### INFORMATION SUPPLIED
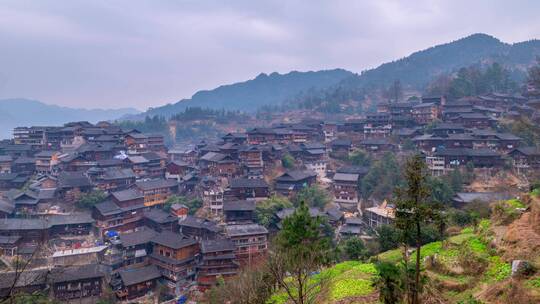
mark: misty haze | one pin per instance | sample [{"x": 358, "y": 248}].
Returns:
[{"x": 270, "y": 152}]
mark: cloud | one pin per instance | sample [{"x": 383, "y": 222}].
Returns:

### WHAT NEEDS TO BE DONE
Once the pictures are set aside, give the rest of the material again unchanged.

### COMPLETED TASK
mark: misty haze | one pin per instance | sample [{"x": 358, "y": 248}].
Returns:
[{"x": 270, "y": 152}]
mark: cloud | one pin per instance | sample [{"x": 383, "y": 222}].
Returns:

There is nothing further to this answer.